WORK ITEM: Print out the entries that follow exactly, missing none.

Natural language region descriptions:
- Opening Delimiter -
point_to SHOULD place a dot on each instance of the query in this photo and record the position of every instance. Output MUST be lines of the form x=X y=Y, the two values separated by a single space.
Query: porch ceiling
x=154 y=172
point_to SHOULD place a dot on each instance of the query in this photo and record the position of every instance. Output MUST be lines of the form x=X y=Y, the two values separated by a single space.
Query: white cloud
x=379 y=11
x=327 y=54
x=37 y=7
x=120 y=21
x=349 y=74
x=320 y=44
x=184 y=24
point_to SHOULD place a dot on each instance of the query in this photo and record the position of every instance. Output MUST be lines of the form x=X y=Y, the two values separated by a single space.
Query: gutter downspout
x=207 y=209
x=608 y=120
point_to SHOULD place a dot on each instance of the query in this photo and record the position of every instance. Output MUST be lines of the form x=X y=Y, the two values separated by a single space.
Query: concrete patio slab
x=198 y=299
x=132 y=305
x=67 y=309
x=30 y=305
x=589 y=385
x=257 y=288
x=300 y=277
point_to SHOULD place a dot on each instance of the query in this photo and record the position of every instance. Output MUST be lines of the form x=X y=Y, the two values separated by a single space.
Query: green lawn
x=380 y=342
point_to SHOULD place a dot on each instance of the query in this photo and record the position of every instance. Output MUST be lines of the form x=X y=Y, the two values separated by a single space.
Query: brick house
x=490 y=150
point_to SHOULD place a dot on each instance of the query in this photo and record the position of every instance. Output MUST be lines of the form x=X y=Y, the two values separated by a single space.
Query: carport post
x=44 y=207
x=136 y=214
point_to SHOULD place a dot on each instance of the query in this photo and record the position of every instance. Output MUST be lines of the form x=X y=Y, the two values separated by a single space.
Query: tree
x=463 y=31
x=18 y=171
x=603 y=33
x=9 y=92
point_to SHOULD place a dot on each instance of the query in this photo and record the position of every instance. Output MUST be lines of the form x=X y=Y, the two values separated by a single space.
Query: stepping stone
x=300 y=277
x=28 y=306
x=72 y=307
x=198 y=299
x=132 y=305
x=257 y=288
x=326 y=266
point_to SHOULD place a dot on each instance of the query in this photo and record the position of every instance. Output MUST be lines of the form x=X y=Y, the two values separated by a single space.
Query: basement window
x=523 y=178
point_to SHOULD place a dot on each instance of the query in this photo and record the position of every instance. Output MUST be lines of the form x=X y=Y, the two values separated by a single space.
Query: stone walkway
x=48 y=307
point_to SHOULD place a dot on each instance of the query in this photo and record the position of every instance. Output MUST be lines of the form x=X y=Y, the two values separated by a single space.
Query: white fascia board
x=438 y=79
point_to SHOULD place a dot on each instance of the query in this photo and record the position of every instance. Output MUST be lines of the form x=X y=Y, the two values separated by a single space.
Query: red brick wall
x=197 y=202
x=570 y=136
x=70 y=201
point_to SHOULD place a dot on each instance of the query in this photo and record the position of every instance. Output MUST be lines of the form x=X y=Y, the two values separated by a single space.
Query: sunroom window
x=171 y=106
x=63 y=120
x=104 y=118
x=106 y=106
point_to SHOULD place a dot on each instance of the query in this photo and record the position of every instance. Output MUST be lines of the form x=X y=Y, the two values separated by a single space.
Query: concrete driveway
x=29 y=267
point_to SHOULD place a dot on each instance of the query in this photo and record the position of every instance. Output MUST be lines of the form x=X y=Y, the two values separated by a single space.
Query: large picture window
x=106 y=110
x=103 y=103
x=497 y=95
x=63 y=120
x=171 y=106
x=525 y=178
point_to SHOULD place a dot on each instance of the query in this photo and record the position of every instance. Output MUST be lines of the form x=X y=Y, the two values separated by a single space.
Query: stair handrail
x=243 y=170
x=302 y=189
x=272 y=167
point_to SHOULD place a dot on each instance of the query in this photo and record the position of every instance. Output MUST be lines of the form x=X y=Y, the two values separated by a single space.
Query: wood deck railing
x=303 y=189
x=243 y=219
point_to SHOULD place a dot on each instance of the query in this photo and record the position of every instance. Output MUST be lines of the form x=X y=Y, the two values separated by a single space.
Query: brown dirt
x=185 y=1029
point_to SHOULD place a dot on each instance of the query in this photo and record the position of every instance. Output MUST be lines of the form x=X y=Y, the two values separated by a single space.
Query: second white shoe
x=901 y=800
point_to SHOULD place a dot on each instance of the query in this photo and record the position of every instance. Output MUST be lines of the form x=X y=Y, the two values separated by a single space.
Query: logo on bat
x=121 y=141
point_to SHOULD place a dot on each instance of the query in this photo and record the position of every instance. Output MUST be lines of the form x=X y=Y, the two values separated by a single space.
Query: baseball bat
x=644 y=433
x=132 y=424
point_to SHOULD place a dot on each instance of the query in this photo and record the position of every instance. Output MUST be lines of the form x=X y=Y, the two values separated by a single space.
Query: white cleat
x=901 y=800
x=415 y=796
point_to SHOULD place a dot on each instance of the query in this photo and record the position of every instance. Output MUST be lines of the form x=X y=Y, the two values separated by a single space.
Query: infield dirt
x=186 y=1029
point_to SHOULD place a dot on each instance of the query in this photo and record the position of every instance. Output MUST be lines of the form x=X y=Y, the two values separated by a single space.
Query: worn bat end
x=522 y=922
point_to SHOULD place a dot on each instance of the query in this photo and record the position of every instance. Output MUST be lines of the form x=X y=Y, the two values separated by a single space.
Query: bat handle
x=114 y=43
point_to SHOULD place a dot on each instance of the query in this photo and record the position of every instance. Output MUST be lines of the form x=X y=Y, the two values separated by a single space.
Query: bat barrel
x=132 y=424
- Closing Delimiter -
REPLY:
point_to SHOULD place a dot on each instance of the query in this photo and record the position of every instance. Output MUST be lines of the form x=X y=Y, the two values separated by a single space.
Query: porch ceiling
x=154 y=172
point_to SHOULD place a dot on each instance of the query in this photo and record the position of every instance. Output MUST be lines of the form x=X y=Y, the two values separated by a single space.
Query: white cloud
x=379 y=11
x=327 y=54
x=37 y=7
x=120 y=21
x=349 y=74
x=320 y=44
x=184 y=24
point_to SHOULD place a dot on each instance of the query in this photo and record the position of every instance. Output MUST be lines of the form x=X y=Y, the two values separated by a single space.
Query: gutter downspout
x=207 y=209
x=608 y=120
point_to SHOULD place a dot on each instance of the query in this photo and record the position of every instance. Output MUST be lines of the form x=X y=Y, the two values separated by a single space.
Query: concrete patio slab
x=198 y=299
x=132 y=305
x=67 y=309
x=30 y=305
x=589 y=385
x=257 y=288
x=300 y=277
point_to SHOULD place a dot on each instance of the query in this photo and record the position of every instance. Output MUST be lines of the form x=X y=Y, the two values separated by a single space.
Query: green lawn
x=380 y=342
point_to SHOULD place a dot on each instance of the query in this photo and record the position of every instance. Output MUST be lines of the form x=X y=Y, the two values separated by a single space.
Query: brick house
x=490 y=150
point_to SHOULD place a dot on each instance of the query in this photo and record the position of every instance. Output MUST be lines of the form x=X y=Y, the two values separated by a single space.
Query: carport post
x=44 y=207
x=136 y=214
point_to SHOULD place a dot on each instance of the query in this photo and record the position of every instance. Output MUST be lines of the form x=X y=Y, the two values separated by a single space.
Query: tree
x=463 y=31
x=18 y=171
x=603 y=33
x=9 y=92
point_to SHOULD place a dot on each instance of the query in this photo and record the position of every instance. Output MUST be lines of the form x=X y=Y, the two values separated by a single space.
Query: stepping stone
x=300 y=277
x=28 y=306
x=72 y=307
x=198 y=299
x=132 y=305
x=257 y=288
x=326 y=266
point_to SHOULD place a dot on each instance of the query in this photo and record the position of every instance. Output MUST be lines of the form x=X y=Y, the two values separated by a single space.
Query: basement window
x=523 y=178
point_to SHOULD place a dot on each instance of the query in this photo and record the position of every instance. Output MUST be lines of the form x=X y=Y, the two values separated by a single space.
Query: stone walkway
x=48 y=307
point_to SHOULD place a dot on each instance of the query in this photo and record the position of every instance. Output MUST be lines of the form x=X y=Y, the two values separated by a single space.
Query: white fascia board
x=438 y=79
point_to SHOULD place a dot on each instance of the query in this photo and record the position of every instance. Output MUST be lines of the form x=X y=Y, the two values separated by a single space.
Query: red brick wall
x=197 y=202
x=570 y=136
x=70 y=201
point_to SHOULD place a dot on each instance of the query in this photo and record the position of every instance. Output MUST be lines of the form x=X y=Y, the two values separated by a single space.
Query: sunroom window
x=171 y=106
x=63 y=120
x=104 y=118
x=106 y=106
point_to SHOULD place a dot on each instance of the query in this photo and record the position of every instance. Output MUST be lines of the form x=X y=Y, the two values separated by a single space.
Query: concrete driveway
x=29 y=267
point_to SHOULD place a dot on each instance of the query in this photo and record the position of every instance. Output MUST be lines of the form x=X y=Y, the two values separated by a single space.
Query: large picture window
x=106 y=110
x=103 y=103
x=497 y=95
x=63 y=120
x=171 y=106
x=525 y=178
point_to SHOULD place a dot on each instance of the query in this photo and record the position of every instance. Output MUST be lines of the form x=X y=Y, the two values separated by a single space.
Query: stair handrail
x=243 y=170
x=302 y=189
x=272 y=167
point_to SHOULD place a dot on each instance of the query in this photo and record the position of every instance. Output MUST be lines of the form x=X y=Y, the two values separated by a single space.
Query: wood deck railing
x=303 y=189
x=243 y=219
point_to SHOULD place a dot on each instance of the query in this photo and record the position of every instance. Output MUST be lines of the form x=X y=Y, the two values separated by a single space.
Query: brown dirt
x=185 y=1029
point_to SHOULD place a dot on each instance of the query in this photo and record the position of every instance. Output MUST be lines of the form x=X y=Y, the two values separated by a single space.
Query: second white shoe
x=901 y=800
point_to SHOULD place a dot on each instance of the query in this photo and record the position of every instance. Output MUST be lines of the form x=X y=Y, the two values separated by a single space.
Query: logo on bat
x=121 y=141
point_to SHOULD place a dot on each instance of the query in this photo and record the position of every instance. Output MUST be lines of the form x=X y=Y, the two values separated by a single space.
Query: baseball bat
x=644 y=433
x=132 y=424
point_to SHOULD place a dot on each instance of the query in this photo and record the position of every instance. Output MUST be lines of the form x=X y=Y, the two values separated by a single space.
Query: white cleat
x=901 y=800
x=415 y=796
point_to SHOULD place a dot on each instance of the query in this photo and record the position of every instance. Output MUST be lines of the form x=X y=Y, the two values separated by a single space.
Query: infield dirt
x=186 y=1029
point_to SHOULD place a dot on each instance of the query in this photo and record the position of every instance. Output MUST be lines of the form x=X y=Y, the two values separated by a single space.
Query: worn bat end
x=522 y=922
point_to SHOULD place a dot on each instance of the query in this photo and record the position of every instance. Output MUST be lines of the form x=X y=Y, the two values separated by a single space.
Query: bat handle
x=114 y=43
point_to SHOULD place a dot on each instance of the query in this photo and record the position of every instance. Output MUST be lines of the form x=X y=Y, the two values separated by a single space.
Query: bat barrel
x=132 y=424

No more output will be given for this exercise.